What is required: Transcribe each entry so that nothing differs from the original.

[Referring expression data]
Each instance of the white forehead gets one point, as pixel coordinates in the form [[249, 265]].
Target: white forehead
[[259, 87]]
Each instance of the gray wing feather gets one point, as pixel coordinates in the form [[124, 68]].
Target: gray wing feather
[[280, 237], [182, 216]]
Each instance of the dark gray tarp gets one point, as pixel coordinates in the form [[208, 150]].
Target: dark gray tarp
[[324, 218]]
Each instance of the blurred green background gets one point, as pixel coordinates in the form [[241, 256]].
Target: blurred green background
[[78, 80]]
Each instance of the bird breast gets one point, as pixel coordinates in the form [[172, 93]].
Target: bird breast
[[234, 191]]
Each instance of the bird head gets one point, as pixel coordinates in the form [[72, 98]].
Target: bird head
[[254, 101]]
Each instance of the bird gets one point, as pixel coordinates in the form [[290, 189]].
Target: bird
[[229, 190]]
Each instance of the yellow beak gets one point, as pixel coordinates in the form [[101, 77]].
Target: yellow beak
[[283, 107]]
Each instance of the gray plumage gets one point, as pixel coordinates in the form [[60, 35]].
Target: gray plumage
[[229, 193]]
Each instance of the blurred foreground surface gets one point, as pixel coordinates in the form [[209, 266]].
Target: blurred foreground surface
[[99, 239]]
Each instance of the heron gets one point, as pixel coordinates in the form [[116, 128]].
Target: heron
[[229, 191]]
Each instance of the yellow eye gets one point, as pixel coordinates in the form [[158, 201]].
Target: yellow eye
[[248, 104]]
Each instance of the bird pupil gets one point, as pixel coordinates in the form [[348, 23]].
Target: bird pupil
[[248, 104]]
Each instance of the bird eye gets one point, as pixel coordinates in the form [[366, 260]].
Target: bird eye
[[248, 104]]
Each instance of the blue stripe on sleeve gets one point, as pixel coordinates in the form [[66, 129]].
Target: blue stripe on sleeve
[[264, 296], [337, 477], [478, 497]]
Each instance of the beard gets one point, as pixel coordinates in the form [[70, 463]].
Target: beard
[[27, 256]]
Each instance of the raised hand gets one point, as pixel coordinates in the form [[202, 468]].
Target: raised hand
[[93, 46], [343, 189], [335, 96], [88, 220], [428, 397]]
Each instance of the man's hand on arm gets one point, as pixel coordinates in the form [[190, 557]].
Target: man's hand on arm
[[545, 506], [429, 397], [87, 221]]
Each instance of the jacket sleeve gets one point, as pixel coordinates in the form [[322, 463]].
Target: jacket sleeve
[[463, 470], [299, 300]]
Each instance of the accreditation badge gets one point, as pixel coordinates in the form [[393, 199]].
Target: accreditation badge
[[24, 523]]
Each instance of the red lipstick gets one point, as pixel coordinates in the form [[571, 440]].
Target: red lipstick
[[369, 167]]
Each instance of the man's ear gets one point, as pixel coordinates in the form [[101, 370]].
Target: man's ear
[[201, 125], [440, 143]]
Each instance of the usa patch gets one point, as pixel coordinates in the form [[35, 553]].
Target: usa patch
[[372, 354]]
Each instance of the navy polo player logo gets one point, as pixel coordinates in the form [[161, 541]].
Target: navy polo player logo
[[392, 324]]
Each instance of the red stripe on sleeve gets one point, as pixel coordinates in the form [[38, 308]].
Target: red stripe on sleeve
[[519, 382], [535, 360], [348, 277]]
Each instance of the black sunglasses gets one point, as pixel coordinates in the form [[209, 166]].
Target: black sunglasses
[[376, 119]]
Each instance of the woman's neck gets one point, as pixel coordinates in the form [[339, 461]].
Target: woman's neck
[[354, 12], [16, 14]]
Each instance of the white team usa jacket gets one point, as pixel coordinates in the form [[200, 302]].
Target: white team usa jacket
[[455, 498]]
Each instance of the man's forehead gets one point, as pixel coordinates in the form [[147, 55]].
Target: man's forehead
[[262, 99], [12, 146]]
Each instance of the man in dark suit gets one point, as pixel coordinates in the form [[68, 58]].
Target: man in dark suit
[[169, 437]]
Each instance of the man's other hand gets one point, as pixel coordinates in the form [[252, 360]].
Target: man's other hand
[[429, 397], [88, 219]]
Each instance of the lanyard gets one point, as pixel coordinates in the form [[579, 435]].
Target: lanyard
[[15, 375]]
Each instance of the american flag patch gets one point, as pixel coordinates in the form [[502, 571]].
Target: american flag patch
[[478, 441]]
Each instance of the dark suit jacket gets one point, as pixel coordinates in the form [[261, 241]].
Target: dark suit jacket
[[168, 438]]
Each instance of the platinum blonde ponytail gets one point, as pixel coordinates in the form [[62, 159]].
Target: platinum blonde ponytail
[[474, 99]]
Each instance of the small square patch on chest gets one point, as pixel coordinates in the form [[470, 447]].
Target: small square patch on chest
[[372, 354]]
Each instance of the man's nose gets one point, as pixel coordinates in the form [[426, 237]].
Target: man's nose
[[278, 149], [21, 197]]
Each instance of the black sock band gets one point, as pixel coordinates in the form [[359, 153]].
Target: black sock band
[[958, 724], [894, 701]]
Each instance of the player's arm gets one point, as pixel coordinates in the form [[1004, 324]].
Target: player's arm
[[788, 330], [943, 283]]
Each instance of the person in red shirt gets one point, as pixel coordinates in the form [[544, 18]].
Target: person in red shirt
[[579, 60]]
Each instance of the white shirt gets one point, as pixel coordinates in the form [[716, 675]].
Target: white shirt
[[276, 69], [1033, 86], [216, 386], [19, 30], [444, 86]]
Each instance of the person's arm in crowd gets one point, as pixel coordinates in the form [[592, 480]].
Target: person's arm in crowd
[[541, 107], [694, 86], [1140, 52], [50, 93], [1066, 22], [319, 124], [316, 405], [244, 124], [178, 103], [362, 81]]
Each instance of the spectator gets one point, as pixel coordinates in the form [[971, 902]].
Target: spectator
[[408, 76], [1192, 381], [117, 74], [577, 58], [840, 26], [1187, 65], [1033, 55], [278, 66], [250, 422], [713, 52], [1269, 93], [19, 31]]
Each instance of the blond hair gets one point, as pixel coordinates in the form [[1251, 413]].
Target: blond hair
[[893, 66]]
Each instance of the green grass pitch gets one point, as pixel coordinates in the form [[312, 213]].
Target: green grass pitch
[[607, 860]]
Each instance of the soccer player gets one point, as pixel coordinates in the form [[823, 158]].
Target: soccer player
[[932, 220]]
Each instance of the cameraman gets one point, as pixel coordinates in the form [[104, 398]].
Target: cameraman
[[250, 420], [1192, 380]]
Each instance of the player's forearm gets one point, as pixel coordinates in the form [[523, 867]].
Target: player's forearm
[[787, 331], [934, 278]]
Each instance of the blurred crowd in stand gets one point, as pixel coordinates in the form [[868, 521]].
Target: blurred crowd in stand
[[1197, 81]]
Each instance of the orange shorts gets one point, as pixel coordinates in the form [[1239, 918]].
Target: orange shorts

Response:
Each instance of the white forehead gets one point, as pixel coordinates in the form [[249, 265]].
Target: white forehead
[[259, 87]]
Each instance of the gray wing feather gets one point, as pixel coordinates in the form [[124, 68]].
Target: gray wing feather
[[280, 237], [182, 216]]
Each instance of the dark gray tarp gets one point, as pixel coordinates in the form [[208, 150]].
Target: dark gray tarp
[[324, 218]]
Each instance of the blurred green background gets one point, as pixel coordinates in the form [[241, 256]].
Target: blurred green background
[[78, 80]]
Each instance of the bird breast gets one point, as pixel coordinates in the form [[172, 93]].
Target: bird breast
[[234, 191]]
Each instance of the bird head gets one point, as pixel coordinates in the form [[72, 98]].
Target: bird head
[[254, 101]]
Each instance of the bird gets one point, as pixel coordinates in the form [[290, 189]].
Target: bird
[[229, 190]]
Each instance of the yellow beak gets one point, as pixel coordinates in the form [[101, 77]].
Target: yellow beak
[[283, 107]]
Each instance of the gray plumage gets one point, as pixel coordinates in the form [[60, 35]].
Target: gray plumage
[[229, 193]]
Each instance of the blurred foreground surface gets one point, as pixel coordinates in the form [[209, 266]].
Target: blurred foreground surface
[[99, 239]]
Each instance of the heron gets one point, as pixel coordinates in the form [[116, 128]].
Target: heron
[[229, 191]]
Each instance of the yellow eye gets one point, as pixel coordinates in the form [[158, 201]].
Target: yellow eye
[[248, 104]]
Each instance of the bird pupil gets one point, as pixel coordinates in the form [[348, 23]].
Target: bird pupil
[[248, 104]]
Each instance of the bird eye gets one point, as pixel coordinates in the form [[366, 260]].
Target: bird eye
[[248, 104]]
Each instance of the blue stripe on sleeve gets one point, as pixel coordinates in the form [[66, 129]].
Target: blue stripe on sleeve
[[264, 296], [337, 477], [478, 497]]
Each instance of the beard gets one point, as pixel coordinates in the form [[70, 463]].
Target: beard
[[27, 256]]
Each instance of the raised hand gets one point, as pixel coordinates in the form [[202, 468]].
Target: raised hand
[[93, 46], [343, 189], [335, 96], [88, 220], [428, 397]]
Each instance of the man's hand on arm gets one point, as pixel coordinates in the form [[190, 557]].
Target: man's hand on arm
[[545, 506], [429, 397], [87, 221]]
Each instance of the jacket sleeve gets one point, as pixel coordinates in the form [[322, 463]].
Target: jacket sleeve
[[463, 470], [299, 300]]
Each instance of the accreditation badge gets one point, as pixel coordinates in the form [[393, 199]].
Target: accreditation badge
[[24, 523]]
Each instance of the red lipstick gets one point, as pixel coordinates in the form [[571, 440]].
Target: red lipstick
[[369, 167]]
Each instance of the man's ear gets one point, as pixel coordinates in the form [[101, 370]].
Target: man's ear
[[201, 125], [440, 143]]
Each instance of the usa patch gets one point, as pixel coordinates in the form [[35, 553]].
Target: usa patch
[[372, 354]]
Each instance of the navy polo player logo gets one point, as pixel coordinates in the form [[161, 541]].
Target: navy polo player logo
[[392, 324]]
Each instance of the red stripe on sleeve gets one point, as pixel coordinates in the form [[38, 308]].
Target: red stripe on sleeve
[[519, 382], [535, 360], [348, 277]]
Each instance of the black sunglasses gets one point, as pixel coordinates in the form [[209, 166]].
Target: black sunglasses
[[376, 119]]
Each instance of the woman's neck gets one point, as pixel coordinates in the form [[339, 461]].
Target: woman's neck
[[354, 12], [16, 14]]
Each instance of the white team usa jacket gets one point, as pixel coordinates in the form [[200, 302]].
Target: white team usa jacket
[[455, 498]]
Each instance of the man's forehead gets one point, as pixel coordinates in the form [[147, 55]].
Target: man's forehead
[[262, 99], [12, 146]]
Each instance of the man in dark suit gets one point, as pixel coordinates in the form [[68, 58]].
Target: man in dark suit
[[169, 437]]
Each instance of the man's other hand gets one point, as pixel coordinates in the form [[252, 360]].
Target: man's other hand
[[429, 397], [88, 219]]
Each instance of the lanyard gets one point, as pixel coordinates in the form [[579, 435]].
Target: lanyard
[[15, 375]]
Each instance of the american flag patch gets one point, as pixel coordinates in the form [[502, 571]].
Target: american flag patch
[[478, 441]]
Each instance of the dark suit jacket gets one point, as pixel coordinates in the form [[261, 241]].
Target: dark suit jacket
[[168, 438]]
Each instance of the platinum blonde ponytail gets one point, as pixel coordinates in the form [[62, 159]].
Target: platinum blonde ponytail
[[474, 99]]
Each instance of the small square patch on chest gets one point, as pixel coordinates in the form [[470, 447]].
Target: small square patch on chest
[[372, 354]]
Each instance of the man's nose gets one point, as pixel coordinates in the form [[426, 237]].
Target: man's nose
[[278, 149], [21, 197]]
Each instance of the black sock band gets one point, as pixel coordinates in the form [[359, 153]].
Target: black sock band
[[958, 724], [894, 701]]
Each instance of the player's arm gets one point, as pixel coordinates in the form [[1004, 324]].
Target: player's arm
[[788, 330], [943, 283]]
Each instance of the person in red shirt gets one point, as pixel coordinates in the form [[544, 18]].
Target: person in red shirt
[[579, 60]]
Each instance of the white shirt gets one point, as pixel coordinates in the form [[716, 675]].
Target: white shirt
[[276, 69], [1033, 86], [216, 386], [19, 30], [444, 86]]
Each instance of the person's arm in crowd gets one point, as pixel coordinates in the form [[592, 480]].
Target: person's arm in crowd
[[541, 107], [694, 86], [1140, 52], [50, 93], [1066, 22], [319, 124], [316, 405], [244, 124], [178, 103], [362, 81]]
Each instance of the spectator gets one point, as pixel coordinates in the form [[971, 902]].
Target: spectator
[[408, 76], [1192, 381], [117, 74], [577, 58], [840, 26], [1187, 65], [1033, 55], [278, 66], [250, 422], [713, 52], [1269, 93], [19, 31]]
Each instance of the blond hair gets one point, as pixel coordinates in the form [[1251, 413]].
Target: blond hair
[[893, 66]]
Each instance of the green grass pitch gets one point, as pixel coordinates in the form [[312, 213]].
Target: green grass pitch
[[607, 860]]
Each instance of the soccer player gets one point, as pixel coordinates in the form [[823, 158]].
Target: soccer player
[[932, 220]]
Each instance of the cameraman gets one point, as pixel coordinates in the form [[104, 398]].
Target: cameraman
[[250, 420], [1192, 380]]
Each instance of the player's forearm gets one point, as pixel coordinates in the form [[523, 867]].
Target: player's forearm
[[787, 331], [934, 278]]
Each instance of the blurred crowd in stand gets one point, as pixel coordinates in the form [[868, 521]].
Target: blurred crowd in stand
[[1197, 81]]
Each instance of the orange shorts gets one point, as pixel coordinates in the form [[1239, 918]].
Target: orange shorts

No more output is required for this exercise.